====== BLOQUE DE TEXTO ======
Amos Kyne despacha a todos excepto a Mobley con el único objeto de reiterarle, una vez más, su deseo que éste acepte sustituirle en el cargo de mandamás del conglomerado, participándole sus lamentos por la poca confianza que tiene en su heredero natural, su hijo Walter Kyne, a quien asegura haberle regalado en demasía la vida; mientras Mobley se niega por enésima al tiempo que le conecta el televisor para que el jefe pueda ver su espacio, pronto a emitirse, el viejo Amos Kyne fallece repentinamente.

Lang nos muestra la pantalla del televisor en la que Mobley, apesadumbrado, anuncia el fallecimiento de su jefe y para reafirmarlo, enfoca en contrapicado en el exterior del edificio el rótulo de KYNE que se apaga.

Aparece entonces la materia de la que Lang se servirá para poner en tela de juicio la sociedad de la época -el espectador de este siglo aquilatará su vigencia- a través de la conducta de los personajes que viven en la trama: será su codicia la que los motivará en búsqueda de poder, influencia, dinero.

Porque Walter Kyne, admitiendo su inexperiencia,les dejará entrever que quien acabe dilucidando el misterio de los crímenes será el que ocupe un nuevo cargo, de Director Ejecutivo, ya que él, dueño de todo, necesita tiempo para aprender.
====== FILAS GUARDADAS ======
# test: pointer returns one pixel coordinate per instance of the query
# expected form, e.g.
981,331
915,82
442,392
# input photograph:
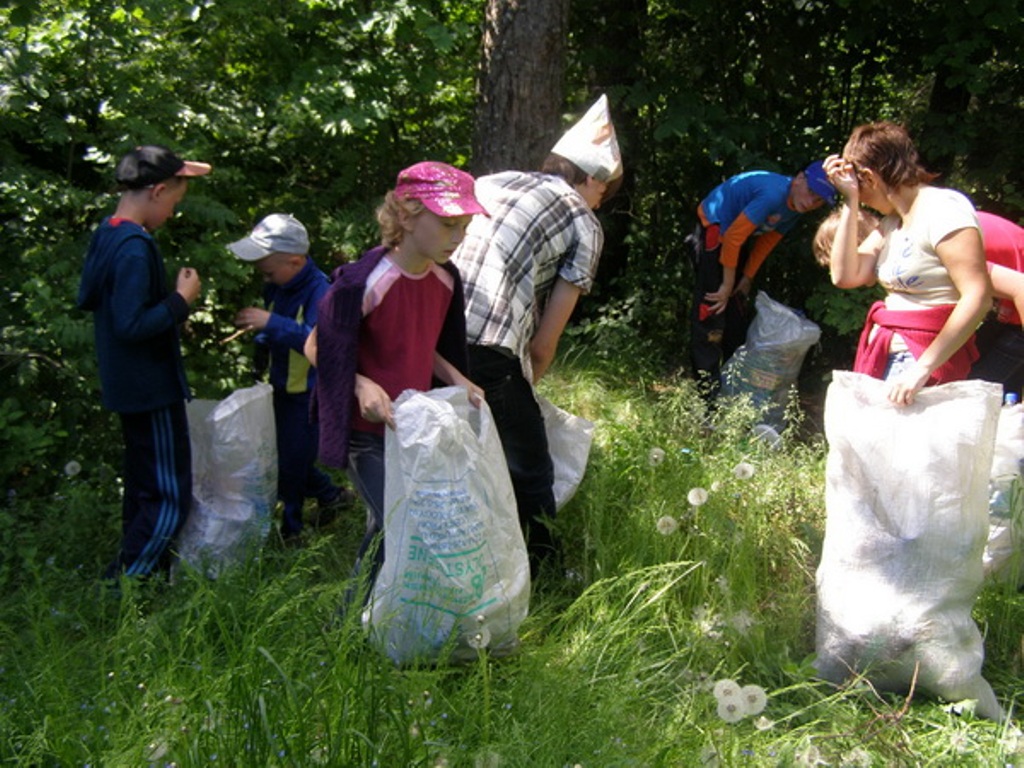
======
*TAREAS POR REALIZAR*.
[A] Según el texto sobre la sucesión de Amos Kyne:
(i) ¿Qué hace Mobley por su jefe justo cuando este fallece?
(ii) ¿Qué rótulo enfoca Lang en contrapicado y qué ocurre con él?
(iii) ¿Qué cargo ocupará quien dilucide el misterio de los crímenes?
[B] Retoma el texto sobre la sucesión de Amos Kyne y continúalo a partir de su última oración.

*LAS RESPUESTAS*.
[A]
(i) Le conecta el televisor para que pueda ver su espacio, que está pronto a emitirse.
(ii) El rótulo de KYNE en el exterior del edificio, que se apaga.
(iii) El nuevo cargo de Director Ejecutivo.

[B]
Salvo Mobley, que siempre rechazó la posibilidad, los otros tres iniciarán sus tejemanejes de inmediato y Lang se cuidará mucho de remarcar la falta de escrúpulos de los aspirantes: mediante una cinematografía que huye como del diablo cualquier aproximación a la fotografía expresionista o cuando menos fuertemente contrastada de sus trabajos más célebres, el taimado Fritz se empeña en filmarlo todo con una amplia gama de grises y un formato que imita al tono televisivo, buscando una normalidad que otorgue apariencia de verosimilitud a lo que nos cuenta la cámara sin alardes, lo más quieta posible, pues Lang lleva a la práctica su teoría que para criticar a la sociedad la apariencia debe sujetarse a lo que se cuenta y lo que nos explica rezuma mediocridad ética tanto por parte de los medios periodísticos como incluso de la propia policía que, absolutamente perdida, coadyuva a unas prácticas periodísticas que lejos de situarse como meros espectadores y relatores de una actualidad vigente la usan para sus propios fines.

Ello no es obstáculo para que su arte, que para él era casi una obligación entendida como búsqueda de la perfección, se desarrolle sigilosamente, sin llamar la atención: por ejemplo, cuando filma al asesino lo hace siempre con una iluminación fuerte compensada probablemente con filtros -pues no se observa mayor profundidad de campo por usar diafragmas pequeños- con el fin de conseguir que sus pupilas se encojan produciendo una mirada psicótica cuando está encaminado a un nuevo crimen.

Todos los personajes salvo el asesino -que es un psicópata incapaz de dominarse- perpetran actos innobles y con ello Lang apunta con bala a los negocios de la comunicación, tomando cada personaje como prototipo de éxito, como cumbre de cada profesión, verdaderos egoístas más preocupados por sus afanes que por cualquier otro concepto; el conjunto nos lleva a concluir que los llamados medios de comunicación atienden en primer lugar a sus intereses propios y después a la naturaleza de su profesión.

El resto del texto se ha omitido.